▸ **What you should do**
An image-free, exact copy of the records below is required.
______
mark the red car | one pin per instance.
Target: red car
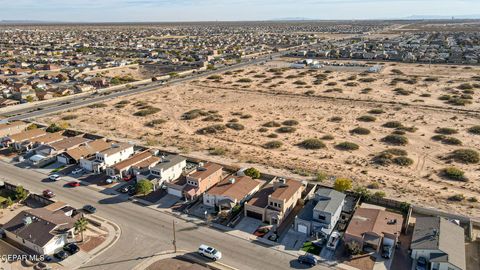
(48, 193)
(74, 184)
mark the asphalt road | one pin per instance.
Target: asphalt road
(74, 102)
(146, 231)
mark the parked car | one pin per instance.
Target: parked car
(307, 259)
(61, 255)
(387, 251)
(89, 209)
(48, 193)
(54, 177)
(77, 171)
(74, 184)
(209, 252)
(421, 264)
(71, 248)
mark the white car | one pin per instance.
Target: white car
(209, 252)
(77, 171)
(54, 177)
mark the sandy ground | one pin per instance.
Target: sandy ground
(252, 105)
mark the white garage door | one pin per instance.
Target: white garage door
(175, 192)
(302, 228)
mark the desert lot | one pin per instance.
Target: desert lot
(333, 120)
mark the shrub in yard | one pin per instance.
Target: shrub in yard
(395, 139)
(367, 118)
(312, 144)
(474, 130)
(290, 123)
(211, 129)
(376, 111)
(155, 122)
(467, 156)
(453, 173)
(286, 130)
(272, 124)
(402, 161)
(393, 124)
(446, 131)
(347, 146)
(252, 172)
(273, 145)
(360, 131)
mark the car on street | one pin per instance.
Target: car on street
(89, 209)
(71, 248)
(209, 252)
(77, 171)
(54, 177)
(74, 184)
(48, 193)
(307, 259)
(61, 255)
(421, 264)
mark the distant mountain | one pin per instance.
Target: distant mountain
(438, 17)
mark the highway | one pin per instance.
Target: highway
(146, 231)
(75, 102)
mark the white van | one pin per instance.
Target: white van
(209, 252)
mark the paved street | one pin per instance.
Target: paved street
(146, 232)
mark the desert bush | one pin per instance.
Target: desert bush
(367, 118)
(312, 144)
(347, 146)
(335, 119)
(360, 131)
(273, 145)
(211, 129)
(393, 124)
(453, 173)
(272, 124)
(376, 111)
(402, 161)
(395, 139)
(235, 126)
(290, 123)
(155, 122)
(474, 130)
(286, 130)
(190, 115)
(467, 156)
(446, 131)
(147, 111)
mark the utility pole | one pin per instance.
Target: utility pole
(174, 242)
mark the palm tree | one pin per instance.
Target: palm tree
(81, 226)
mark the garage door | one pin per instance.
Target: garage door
(175, 192)
(302, 228)
(254, 215)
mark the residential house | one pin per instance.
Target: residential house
(118, 152)
(88, 149)
(440, 241)
(197, 182)
(320, 215)
(372, 226)
(274, 202)
(232, 190)
(43, 230)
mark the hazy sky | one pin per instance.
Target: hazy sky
(212, 10)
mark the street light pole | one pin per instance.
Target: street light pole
(174, 242)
______
▸ **Answer to this task**
mark the red car | one pin per instance.
Target: red car
(48, 193)
(74, 184)
mark the asphalt road | one pin per instance.
Target: asphalt road
(74, 102)
(146, 231)
mark the parked car | one pin per instance.
Target: parked car
(307, 259)
(61, 255)
(387, 251)
(89, 209)
(48, 193)
(54, 177)
(77, 171)
(74, 184)
(209, 252)
(421, 264)
(71, 248)
mark the white car | one pin per instance.
Target: white car
(209, 252)
(77, 171)
(54, 177)
mark the sandy ground | one pin per instance.
Target: sandy ground
(252, 105)
mark the white garage door | one pin per instance.
Target: white garage door
(175, 192)
(302, 228)
mark the desert lot | one pin per instance.
Target: desert lot
(333, 120)
mark the shrub in yard | one pin per instance.
Target: shrub in yard
(395, 139)
(367, 118)
(312, 144)
(474, 130)
(290, 123)
(211, 129)
(376, 111)
(155, 122)
(467, 156)
(453, 173)
(286, 130)
(272, 124)
(402, 161)
(393, 124)
(446, 131)
(347, 146)
(252, 172)
(273, 145)
(360, 131)
mark the car on street | one pin per instance.
Target: car on street
(89, 209)
(71, 248)
(209, 252)
(77, 171)
(54, 177)
(74, 184)
(48, 193)
(307, 259)
(61, 255)
(421, 264)
mark the distant mountain | one pin per instance.
Target: distant mountain
(438, 17)
mark the highway | one pin per instance.
Target: highway
(146, 231)
(75, 102)
mark the white van | one pin per instance.
Target: white van
(209, 252)
mark the paved street | one pin per instance.
Target: paved street
(146, 232)
mark the desert bush | one pin per instance.
Target: desert bush
(367, 118)
(312, 144)
(347, 146)
(335, 119)
(360, 131)
(273, 145)
(211, 129)
(393, 124)
(453, 173)
(272, 124)
(376, 111)
(402, 161)
(395, 139)
(235, 126)
(290, 123)
(155, 122)
(474, 130)
(286, 130)
(190, 115)
(467, 156)
(446, 131)
(147, 111)
mark the utility pole | one pin per instance.
Target: utility pole
(174, 242)
mark the palm tree | one pin per instance.
Target: palm tree
(81, 226)
mark the garage door | one pin per instance.
Target: garage door
(175, 192)
(302, 228)
(254, 215)
mark the residential house | one pin per instance.
Target: residential house
(118, 152)
(88, 149)
(440, 241)
(197, 182)
(320, 215)
(372, 226)
(274, 202)
(232, 190)
(43, 230)
mark the hazy sky | one pin per instance.
Target: hazy sky
(212, 10)
mark the street light pole | one pin per instance.
Target: street light pole
(174, 242)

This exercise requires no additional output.